__Short exercise 1__
Collect every line of the listing below that contains the string "plant", matching case exactly.

__Selected extract__
::::

Which Business Model is Better: Freemium vs Paid

Deciding on your business’s revenue model is crucial and it can be difficult to decide whether to build a freemium or fully paid revenue model. Here’s my take on how to decide which revenue model is right for your business.

First, what are freemium and paid business models anyways? 

1. Freemium

Freemium means that some functionality of the product is free to use by anyone. These are usually limited in functionality but work totally fine for the usecase. Popular examples of products with a freemium model are Slack or Trello. These businesses usually fall under two types: (1) Small to medium sized businesses or (2) consumer businesses.

If you are building an enterprise product, you should first try to get as many small to medium sized businesses to use your product for free in order to scale. Then, you can try to acquire paying customers and work to convert some of your initial customers from free to paid customers. 

The usual playbook for freemium businesses goes something like this: initially get as many regular customers (developers, product manager, individual users, etc) as possible > then start getting businesses on the platform as it matures and they build out the features > the businesses usually are the ones converting to paid customers.  

Some examples of freemium businesses

Slack gives their tool away for free but once you reach a certain message limit, they don’t allow you to see past messages.

Trello, on the other hand, allows you to access a certain number of boards for free. Once you reach the board limit, let’s say 5, they will start charging you for the 6th one. 

2.(Solely) Paid 

Paid is exactly what it sounds like, it’s a paid product. There is no free version of the service and you must pay to access the product. Some examples of this are Convertkit and Baremetrics. 

So how do you decide what’s best for your business ? 

If you are self funding your business then you should go with paid (unless you’re super wealthy and have the money to spend). If you are a VC-backed company that is going after enterprises then you should also charge for your product right away. 

Why should a VC backed company targeting enterprise users charge their customers? 
Simple answer is trust. Enterprise companies are used to paying for software and if you don’t charge they will be suspicious.  

The companies which ideally should implement a paid business model are ones that want to build a niche software product (remember there are riches in niches and that doesn’t mean you won’t be bringing in massive revenue) 

If you are self funding your business you have two major constraints, money and time. You need your product to be bringing in revenue from day one so that you can reinvest it into future product development, marketing, support etc… basically all things growth.

You don’t have the luxury of waiting for revenue or you’ll run out of money and drive your business into the ground. 

On the flipside, If you want to build a massive software product company that has broad customer appeal like a Slack, Asana, or Trello then it’s usually better to go with Freemium, knowing that most of your users will be free. This allows you to gather a lot more people as long as your have the pockets to sustain the costs for supporting all these free users till payments start kicking in from some of the paid users.

::::

__Exercise materials__
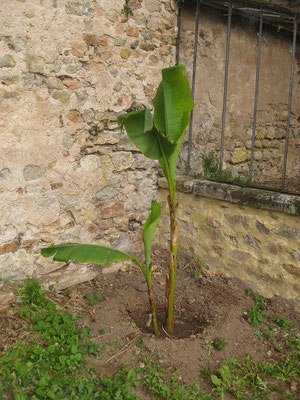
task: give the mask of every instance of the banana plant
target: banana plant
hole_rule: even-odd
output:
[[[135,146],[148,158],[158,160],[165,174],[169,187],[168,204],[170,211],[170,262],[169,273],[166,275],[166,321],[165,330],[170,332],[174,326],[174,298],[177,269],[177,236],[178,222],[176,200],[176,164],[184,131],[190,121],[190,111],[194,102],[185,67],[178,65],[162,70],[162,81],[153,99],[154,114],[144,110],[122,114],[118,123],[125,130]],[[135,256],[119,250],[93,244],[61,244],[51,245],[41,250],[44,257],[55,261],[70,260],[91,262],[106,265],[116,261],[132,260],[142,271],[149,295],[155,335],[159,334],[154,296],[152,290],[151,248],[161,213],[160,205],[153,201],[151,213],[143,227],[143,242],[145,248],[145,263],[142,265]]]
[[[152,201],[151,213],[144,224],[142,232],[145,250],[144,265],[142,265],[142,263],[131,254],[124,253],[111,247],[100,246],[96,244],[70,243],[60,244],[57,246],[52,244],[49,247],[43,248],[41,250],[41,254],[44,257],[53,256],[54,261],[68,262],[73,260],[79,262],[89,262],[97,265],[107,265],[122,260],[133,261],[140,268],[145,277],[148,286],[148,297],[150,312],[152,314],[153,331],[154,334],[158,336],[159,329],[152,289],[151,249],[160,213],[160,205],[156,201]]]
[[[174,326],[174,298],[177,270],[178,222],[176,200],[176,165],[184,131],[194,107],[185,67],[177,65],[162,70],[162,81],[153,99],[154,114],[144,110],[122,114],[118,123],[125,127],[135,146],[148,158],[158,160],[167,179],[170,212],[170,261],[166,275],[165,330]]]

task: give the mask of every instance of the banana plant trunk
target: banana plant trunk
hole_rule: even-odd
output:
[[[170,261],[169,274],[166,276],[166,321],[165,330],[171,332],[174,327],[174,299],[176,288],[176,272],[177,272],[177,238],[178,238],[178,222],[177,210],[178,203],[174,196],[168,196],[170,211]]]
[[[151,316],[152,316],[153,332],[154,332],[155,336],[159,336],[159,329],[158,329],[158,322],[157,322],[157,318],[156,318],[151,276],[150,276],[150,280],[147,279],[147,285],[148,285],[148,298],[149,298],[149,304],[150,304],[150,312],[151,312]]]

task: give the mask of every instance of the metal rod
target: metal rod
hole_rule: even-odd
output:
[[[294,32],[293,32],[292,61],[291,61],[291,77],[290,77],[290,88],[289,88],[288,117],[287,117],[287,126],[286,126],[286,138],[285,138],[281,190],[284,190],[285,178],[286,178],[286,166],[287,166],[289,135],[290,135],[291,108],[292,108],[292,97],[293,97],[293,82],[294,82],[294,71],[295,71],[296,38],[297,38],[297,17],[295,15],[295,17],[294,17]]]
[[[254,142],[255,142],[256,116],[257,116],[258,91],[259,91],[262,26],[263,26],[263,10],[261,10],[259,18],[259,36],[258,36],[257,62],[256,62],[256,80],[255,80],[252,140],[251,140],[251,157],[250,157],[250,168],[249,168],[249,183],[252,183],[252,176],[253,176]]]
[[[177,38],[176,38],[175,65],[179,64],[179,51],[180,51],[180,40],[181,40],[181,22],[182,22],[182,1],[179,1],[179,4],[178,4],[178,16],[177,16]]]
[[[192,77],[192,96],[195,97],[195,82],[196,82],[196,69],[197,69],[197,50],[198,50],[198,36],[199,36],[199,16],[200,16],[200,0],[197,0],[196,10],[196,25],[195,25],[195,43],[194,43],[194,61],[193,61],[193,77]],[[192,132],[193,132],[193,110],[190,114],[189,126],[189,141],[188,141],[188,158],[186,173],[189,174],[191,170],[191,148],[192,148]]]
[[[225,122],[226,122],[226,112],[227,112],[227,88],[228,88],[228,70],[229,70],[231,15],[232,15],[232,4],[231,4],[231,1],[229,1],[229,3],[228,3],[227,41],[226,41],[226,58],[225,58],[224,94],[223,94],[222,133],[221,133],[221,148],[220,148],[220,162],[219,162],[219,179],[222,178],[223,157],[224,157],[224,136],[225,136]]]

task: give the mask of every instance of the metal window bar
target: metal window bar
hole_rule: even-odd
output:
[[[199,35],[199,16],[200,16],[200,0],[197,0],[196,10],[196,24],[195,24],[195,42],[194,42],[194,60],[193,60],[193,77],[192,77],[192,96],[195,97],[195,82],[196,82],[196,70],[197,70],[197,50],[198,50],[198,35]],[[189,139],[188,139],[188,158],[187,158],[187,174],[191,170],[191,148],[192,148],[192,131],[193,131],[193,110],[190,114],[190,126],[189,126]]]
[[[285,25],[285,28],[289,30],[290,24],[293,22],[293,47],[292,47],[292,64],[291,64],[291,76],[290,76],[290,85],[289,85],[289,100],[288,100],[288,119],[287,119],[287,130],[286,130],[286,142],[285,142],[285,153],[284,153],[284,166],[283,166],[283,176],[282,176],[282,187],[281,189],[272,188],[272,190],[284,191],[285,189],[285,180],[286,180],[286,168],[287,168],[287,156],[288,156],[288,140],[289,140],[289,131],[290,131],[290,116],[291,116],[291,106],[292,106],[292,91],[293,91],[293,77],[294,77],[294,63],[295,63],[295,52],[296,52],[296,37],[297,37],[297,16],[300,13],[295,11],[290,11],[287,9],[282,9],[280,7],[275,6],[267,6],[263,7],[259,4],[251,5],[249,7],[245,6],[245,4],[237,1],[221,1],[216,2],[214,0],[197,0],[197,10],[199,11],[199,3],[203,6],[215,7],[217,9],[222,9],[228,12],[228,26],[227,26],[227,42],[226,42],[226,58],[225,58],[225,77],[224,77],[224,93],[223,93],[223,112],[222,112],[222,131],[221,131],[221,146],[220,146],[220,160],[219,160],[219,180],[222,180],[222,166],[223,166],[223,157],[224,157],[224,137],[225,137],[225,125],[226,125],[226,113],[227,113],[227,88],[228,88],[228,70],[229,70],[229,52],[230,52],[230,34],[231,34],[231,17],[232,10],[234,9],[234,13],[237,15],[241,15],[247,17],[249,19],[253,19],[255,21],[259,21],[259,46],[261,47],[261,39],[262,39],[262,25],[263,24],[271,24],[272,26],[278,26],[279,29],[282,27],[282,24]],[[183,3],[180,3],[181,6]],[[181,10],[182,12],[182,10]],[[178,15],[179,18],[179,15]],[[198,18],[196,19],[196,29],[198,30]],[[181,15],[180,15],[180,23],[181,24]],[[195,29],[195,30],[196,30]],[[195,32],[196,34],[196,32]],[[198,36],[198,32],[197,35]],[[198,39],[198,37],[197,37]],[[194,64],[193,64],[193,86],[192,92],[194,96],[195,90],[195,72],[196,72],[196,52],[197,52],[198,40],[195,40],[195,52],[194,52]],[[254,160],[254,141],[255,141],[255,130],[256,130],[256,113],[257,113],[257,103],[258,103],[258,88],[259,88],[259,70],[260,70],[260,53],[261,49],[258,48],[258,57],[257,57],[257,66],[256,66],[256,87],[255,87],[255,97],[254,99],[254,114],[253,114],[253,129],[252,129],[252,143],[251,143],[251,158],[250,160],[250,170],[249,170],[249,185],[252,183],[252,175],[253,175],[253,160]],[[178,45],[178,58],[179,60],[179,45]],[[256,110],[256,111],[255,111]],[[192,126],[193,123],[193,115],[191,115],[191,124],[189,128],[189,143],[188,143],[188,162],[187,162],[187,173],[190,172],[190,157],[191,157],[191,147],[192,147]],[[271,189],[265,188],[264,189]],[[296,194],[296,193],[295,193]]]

::::

__Short exercise 2__
Reproduce the passage from the article on freemium versus paid business models above, starting with "Deciding on your" and going on through "business models anyways?".

__Correct answer 1__
task: give the mask of every instance of the banana plant
target: banana plant
task: give the mask of every instance of the banana plant trunk
target: banana plant trunk

__Correct answer 2__
Deciding on your business’s revenue model is crucial and it can be difficult to decide whether to build a freemium or fully paid revenue model. Here’s my take on how to decide which revenue model is right for your business.

First, what are freemium and paid business models anyways?